━━━ The records ━━━

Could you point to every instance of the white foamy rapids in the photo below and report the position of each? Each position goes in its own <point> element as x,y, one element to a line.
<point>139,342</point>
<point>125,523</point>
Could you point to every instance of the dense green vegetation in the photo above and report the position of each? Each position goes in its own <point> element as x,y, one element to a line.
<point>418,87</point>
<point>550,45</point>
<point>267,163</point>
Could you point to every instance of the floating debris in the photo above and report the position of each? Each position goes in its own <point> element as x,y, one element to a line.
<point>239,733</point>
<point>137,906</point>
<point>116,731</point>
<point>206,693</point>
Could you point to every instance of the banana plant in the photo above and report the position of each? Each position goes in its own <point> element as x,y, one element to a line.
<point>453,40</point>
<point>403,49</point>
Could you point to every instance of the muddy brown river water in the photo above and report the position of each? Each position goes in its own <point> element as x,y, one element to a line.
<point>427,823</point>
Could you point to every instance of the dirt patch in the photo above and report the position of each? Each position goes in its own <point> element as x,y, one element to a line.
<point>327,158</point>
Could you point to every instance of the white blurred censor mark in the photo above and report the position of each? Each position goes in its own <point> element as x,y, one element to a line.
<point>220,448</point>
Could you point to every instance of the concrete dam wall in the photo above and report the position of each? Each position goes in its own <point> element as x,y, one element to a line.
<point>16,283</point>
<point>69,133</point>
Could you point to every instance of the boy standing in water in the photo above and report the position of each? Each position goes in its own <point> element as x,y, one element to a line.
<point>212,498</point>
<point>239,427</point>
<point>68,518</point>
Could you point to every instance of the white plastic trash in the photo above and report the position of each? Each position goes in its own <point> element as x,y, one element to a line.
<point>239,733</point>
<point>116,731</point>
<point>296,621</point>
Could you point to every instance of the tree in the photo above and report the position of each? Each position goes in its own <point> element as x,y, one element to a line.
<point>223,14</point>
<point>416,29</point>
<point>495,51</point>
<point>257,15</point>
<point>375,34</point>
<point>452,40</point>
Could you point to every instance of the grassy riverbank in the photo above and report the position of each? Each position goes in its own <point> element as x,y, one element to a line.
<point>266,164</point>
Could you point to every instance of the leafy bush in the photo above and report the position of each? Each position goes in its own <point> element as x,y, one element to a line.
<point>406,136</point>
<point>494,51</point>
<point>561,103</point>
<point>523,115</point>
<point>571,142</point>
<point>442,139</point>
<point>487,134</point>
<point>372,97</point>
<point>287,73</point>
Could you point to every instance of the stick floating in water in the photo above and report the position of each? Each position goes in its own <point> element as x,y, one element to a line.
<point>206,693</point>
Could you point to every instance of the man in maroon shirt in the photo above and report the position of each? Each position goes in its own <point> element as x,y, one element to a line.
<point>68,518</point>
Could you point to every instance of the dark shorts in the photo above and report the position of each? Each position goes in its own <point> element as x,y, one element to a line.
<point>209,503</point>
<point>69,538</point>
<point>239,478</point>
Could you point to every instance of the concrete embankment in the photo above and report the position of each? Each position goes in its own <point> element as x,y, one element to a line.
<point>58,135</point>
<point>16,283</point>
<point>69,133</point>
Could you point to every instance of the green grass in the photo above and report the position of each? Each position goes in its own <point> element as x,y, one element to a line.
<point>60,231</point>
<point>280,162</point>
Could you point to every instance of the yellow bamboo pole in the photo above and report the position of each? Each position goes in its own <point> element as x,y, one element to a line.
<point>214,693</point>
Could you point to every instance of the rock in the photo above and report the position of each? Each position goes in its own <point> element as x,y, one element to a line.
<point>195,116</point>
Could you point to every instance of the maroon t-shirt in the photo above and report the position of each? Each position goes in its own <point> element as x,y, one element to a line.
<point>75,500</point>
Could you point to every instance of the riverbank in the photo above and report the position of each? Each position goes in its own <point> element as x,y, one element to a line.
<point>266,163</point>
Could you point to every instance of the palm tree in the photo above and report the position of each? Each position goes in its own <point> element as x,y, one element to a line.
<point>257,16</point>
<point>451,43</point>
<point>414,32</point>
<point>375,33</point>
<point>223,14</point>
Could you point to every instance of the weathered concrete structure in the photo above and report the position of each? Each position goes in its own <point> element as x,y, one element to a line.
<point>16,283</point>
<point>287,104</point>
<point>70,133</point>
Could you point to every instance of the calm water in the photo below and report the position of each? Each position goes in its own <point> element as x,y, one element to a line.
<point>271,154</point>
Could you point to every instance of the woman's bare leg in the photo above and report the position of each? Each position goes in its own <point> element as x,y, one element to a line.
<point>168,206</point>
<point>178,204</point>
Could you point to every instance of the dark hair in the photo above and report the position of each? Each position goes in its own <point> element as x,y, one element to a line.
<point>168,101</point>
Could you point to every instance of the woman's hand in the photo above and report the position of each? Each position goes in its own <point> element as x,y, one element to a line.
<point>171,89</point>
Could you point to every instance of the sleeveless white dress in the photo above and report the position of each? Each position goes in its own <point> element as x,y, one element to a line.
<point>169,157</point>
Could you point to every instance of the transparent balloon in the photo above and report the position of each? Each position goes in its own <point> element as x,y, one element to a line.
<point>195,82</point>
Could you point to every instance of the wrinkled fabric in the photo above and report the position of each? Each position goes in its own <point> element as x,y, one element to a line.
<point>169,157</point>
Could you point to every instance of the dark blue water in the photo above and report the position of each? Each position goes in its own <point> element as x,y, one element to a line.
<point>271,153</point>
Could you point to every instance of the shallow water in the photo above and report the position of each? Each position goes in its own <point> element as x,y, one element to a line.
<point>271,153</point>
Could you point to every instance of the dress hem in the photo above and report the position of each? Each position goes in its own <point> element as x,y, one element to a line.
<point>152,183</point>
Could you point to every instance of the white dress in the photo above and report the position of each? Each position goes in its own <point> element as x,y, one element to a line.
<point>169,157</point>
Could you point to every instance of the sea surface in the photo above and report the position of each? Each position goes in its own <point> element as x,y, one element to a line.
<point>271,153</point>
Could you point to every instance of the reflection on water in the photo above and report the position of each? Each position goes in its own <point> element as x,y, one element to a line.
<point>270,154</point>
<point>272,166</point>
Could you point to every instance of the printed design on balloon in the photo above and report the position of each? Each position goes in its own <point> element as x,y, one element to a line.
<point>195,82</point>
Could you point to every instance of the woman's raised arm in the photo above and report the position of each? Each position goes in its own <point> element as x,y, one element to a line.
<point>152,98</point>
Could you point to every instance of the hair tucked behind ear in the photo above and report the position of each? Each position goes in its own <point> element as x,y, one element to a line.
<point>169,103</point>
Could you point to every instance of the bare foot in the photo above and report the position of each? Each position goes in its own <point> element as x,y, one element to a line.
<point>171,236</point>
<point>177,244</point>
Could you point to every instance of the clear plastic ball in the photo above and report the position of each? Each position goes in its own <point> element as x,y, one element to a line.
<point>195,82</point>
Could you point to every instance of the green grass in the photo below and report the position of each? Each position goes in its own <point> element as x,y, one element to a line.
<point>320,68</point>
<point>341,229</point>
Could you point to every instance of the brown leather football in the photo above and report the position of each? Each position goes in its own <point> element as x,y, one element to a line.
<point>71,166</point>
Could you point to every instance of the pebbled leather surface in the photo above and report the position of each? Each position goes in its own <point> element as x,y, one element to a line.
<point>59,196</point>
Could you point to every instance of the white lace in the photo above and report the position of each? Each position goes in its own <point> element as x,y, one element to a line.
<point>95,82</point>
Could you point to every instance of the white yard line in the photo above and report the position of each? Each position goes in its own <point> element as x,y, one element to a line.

━━━
━━━ The records ━━━

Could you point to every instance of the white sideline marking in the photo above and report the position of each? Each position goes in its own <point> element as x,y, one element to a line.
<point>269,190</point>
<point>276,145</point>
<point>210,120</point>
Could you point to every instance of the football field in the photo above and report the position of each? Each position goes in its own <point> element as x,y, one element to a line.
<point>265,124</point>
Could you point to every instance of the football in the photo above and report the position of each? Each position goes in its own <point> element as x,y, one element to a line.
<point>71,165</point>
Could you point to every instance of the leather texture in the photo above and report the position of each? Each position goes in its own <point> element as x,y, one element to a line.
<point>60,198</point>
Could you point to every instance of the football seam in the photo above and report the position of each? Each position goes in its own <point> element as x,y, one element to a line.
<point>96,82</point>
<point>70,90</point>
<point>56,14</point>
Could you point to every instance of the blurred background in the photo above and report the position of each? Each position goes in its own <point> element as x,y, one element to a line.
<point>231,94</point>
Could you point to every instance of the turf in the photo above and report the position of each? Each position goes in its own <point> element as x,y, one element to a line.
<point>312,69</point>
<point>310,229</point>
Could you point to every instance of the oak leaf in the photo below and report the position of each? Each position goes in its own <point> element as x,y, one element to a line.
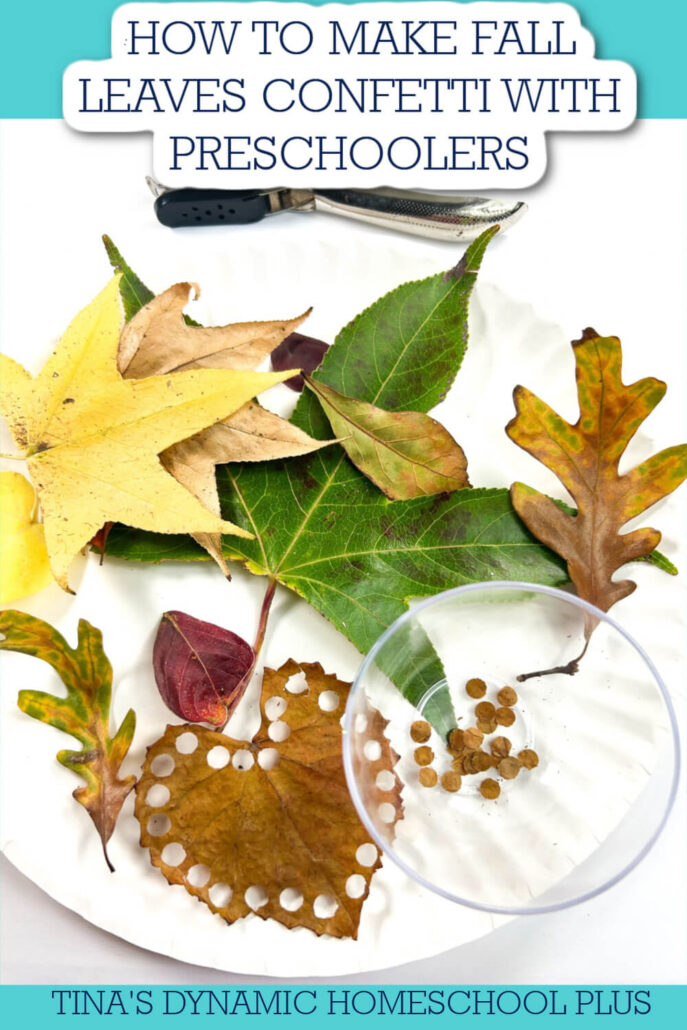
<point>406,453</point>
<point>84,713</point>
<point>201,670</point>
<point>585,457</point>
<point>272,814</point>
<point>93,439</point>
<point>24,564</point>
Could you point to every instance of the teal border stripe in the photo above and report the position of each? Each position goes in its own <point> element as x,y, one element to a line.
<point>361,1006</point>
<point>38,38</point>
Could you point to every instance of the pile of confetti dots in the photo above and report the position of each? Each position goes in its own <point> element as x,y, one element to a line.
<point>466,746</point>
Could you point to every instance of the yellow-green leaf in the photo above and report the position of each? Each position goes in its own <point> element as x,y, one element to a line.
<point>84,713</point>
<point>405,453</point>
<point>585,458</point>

━━━
━━━ The records ━━━

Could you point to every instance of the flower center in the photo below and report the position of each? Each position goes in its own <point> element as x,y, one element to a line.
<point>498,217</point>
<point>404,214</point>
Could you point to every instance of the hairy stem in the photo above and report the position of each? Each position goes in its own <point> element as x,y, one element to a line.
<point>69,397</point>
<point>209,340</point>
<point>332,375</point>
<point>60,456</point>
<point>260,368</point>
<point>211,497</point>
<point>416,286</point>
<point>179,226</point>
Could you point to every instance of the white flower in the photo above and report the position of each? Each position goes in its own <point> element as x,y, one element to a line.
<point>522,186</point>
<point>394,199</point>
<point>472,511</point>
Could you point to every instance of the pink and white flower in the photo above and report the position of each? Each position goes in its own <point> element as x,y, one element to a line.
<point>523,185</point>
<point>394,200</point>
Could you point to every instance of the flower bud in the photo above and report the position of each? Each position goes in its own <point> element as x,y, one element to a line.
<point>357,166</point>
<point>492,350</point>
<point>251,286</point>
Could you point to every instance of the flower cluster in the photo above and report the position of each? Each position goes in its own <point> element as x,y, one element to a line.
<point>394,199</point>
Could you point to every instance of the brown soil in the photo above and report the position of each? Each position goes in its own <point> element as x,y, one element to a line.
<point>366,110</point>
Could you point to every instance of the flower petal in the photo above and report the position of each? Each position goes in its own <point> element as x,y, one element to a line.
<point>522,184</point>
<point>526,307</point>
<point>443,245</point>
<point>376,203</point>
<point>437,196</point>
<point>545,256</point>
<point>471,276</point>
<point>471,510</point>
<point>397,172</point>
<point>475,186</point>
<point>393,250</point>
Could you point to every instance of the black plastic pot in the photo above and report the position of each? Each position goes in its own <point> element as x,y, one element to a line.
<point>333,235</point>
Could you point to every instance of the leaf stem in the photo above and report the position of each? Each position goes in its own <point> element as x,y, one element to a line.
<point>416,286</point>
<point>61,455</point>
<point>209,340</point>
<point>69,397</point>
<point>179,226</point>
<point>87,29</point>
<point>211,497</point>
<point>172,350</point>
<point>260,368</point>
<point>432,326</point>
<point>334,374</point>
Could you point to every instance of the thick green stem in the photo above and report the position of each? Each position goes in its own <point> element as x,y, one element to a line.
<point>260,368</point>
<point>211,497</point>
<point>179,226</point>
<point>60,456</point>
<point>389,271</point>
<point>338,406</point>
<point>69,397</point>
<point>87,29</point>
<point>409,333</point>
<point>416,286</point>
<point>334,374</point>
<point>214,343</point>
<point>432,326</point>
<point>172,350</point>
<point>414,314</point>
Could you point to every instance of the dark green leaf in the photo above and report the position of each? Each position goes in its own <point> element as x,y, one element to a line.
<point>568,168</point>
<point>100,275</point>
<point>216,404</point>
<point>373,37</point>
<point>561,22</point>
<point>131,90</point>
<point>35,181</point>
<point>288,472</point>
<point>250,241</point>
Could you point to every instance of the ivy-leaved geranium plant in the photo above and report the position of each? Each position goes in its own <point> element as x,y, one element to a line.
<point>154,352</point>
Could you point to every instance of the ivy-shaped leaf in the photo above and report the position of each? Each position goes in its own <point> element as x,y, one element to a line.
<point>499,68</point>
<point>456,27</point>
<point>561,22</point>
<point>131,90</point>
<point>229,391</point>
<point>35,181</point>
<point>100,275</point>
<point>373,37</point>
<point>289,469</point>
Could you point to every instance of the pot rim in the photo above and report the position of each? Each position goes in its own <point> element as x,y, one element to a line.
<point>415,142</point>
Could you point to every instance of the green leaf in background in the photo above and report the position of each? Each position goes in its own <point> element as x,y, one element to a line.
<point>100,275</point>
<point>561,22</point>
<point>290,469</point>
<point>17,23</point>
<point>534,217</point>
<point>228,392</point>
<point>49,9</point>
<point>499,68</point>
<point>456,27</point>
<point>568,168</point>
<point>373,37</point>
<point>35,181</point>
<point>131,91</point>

━━━

Problem description: Restate word for word the entries above, starting at the line with "Could you point to every instance of the pebbled" and ending at the line with "Could you point to every instance of the white yard", inclusive, and no others.

The completed task:
Could you point to every instance of the pebbled leather surface in the photo above and report the position of each? Each position goes in its own <point> element as x,y, one element to a line.
<point>59,196</point>
Could you point to every instance of the white lace in the photo above and report the position of each? Each position goes in its own <point> element as x,y, one element to a line.
<point>95,82</point>
Could you point to every instance of the white yard line in the photo above and report the position of each? Each position goes in its own <point> element as x,y, one element to a line.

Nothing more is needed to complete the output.